Excerpt provided:
--- START ---
I would emphasize the "how to get into house with least investment but most financial stability".
You do not have a $2500 house payment now do you? what is that payment on current residence now?
If renting and cost is $1100/month, you should be setting aside the other $1400 for the house.
5% to retirement accounts is not enough, think 10 or 15% long term. The more money put in earlier the better.
$575/month added to the house fund makes sense.
When you pay off the student loan in 6 years, add that $600 into mortgage savings too.
You should put a timeline on things, create a spreadsheet to track "if thens".
Price out a house you want, maybe 300k. Go new house hunting in places where you may want to live and see what houses cost new. 300k would mean a $75,000 down payment.
For example, have one example where you put 15% to retirement starting now. 15% of gross pay, then figure out how much is left for house savings and list how long it takes to get to $75000 with deposits only. If 15% to retirement allows only $500/month towards house savings, then $75,000/$500=150 months=12.5 years. Remember to factor in another $600 in 6 years when student loans are paid off, that would make (6 years*12 months)72*500=36000; 39000 left. 39000/1100=36 months (3 years)=9 years to get money in cash.
--- END ---
Required action:
Retype everything in the advice on saving for a house from "5% to retirement accounts" down to "mortgage savings too.", word for word.

Listed records:
--- START ---
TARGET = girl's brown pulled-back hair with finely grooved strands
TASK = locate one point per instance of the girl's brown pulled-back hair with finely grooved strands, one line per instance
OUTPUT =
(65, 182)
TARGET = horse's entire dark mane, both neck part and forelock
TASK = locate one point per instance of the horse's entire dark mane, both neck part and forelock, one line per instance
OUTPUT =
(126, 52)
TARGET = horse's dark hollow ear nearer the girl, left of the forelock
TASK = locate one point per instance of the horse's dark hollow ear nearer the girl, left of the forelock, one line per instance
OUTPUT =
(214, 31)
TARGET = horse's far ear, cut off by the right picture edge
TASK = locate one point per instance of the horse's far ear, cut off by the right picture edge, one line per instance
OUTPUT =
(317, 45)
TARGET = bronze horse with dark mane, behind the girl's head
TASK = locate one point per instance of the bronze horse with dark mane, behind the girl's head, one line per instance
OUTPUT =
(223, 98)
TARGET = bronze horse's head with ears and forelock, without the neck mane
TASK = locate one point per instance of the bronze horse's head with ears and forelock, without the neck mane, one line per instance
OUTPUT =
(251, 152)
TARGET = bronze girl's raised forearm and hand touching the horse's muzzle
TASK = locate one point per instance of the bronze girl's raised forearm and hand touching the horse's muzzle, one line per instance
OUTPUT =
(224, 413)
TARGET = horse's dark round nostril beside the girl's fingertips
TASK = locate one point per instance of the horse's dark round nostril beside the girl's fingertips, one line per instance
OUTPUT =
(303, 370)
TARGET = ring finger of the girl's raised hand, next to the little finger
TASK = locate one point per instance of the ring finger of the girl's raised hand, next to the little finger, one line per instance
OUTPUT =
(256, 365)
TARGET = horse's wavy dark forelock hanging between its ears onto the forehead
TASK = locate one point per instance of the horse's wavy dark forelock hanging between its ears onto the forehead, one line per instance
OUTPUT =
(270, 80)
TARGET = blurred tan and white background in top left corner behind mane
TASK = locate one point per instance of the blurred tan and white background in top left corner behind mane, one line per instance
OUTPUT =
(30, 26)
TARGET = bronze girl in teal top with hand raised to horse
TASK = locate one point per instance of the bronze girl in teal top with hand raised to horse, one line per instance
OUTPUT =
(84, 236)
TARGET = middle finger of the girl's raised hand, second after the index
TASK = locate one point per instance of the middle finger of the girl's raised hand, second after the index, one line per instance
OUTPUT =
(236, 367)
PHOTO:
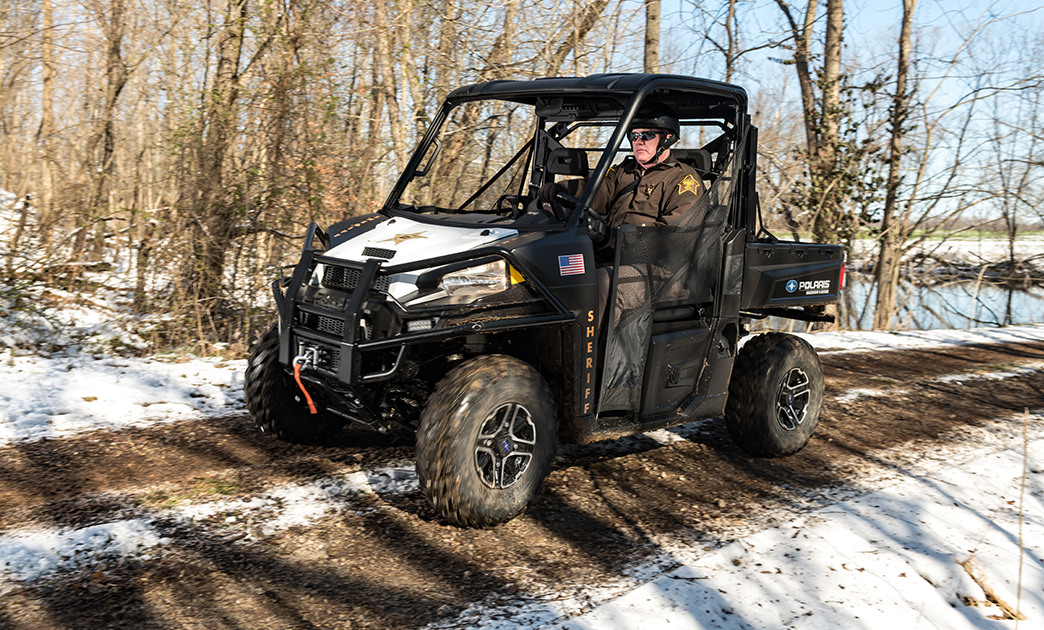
--- END ---
Answer for this exercise:
5% to retirement accounts is not enough, think 10 or 15% long term. The more money put in earlier the better.
$575/month added to the house fund makes sense.
When you pay off the student loan in 6 years, add that $600 into mortgage savings too.